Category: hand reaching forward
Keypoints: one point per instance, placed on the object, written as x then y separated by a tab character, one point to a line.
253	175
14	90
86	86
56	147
________
[What you should do]:
The answer must be all of the entries, restated exactly.

[Task result]:
Category: hand reaching forward
Keypoints: one point per instance, placed on the object, written as x then y separated by a tab character, one point to a line.
253	175
14	90
86	86
56	147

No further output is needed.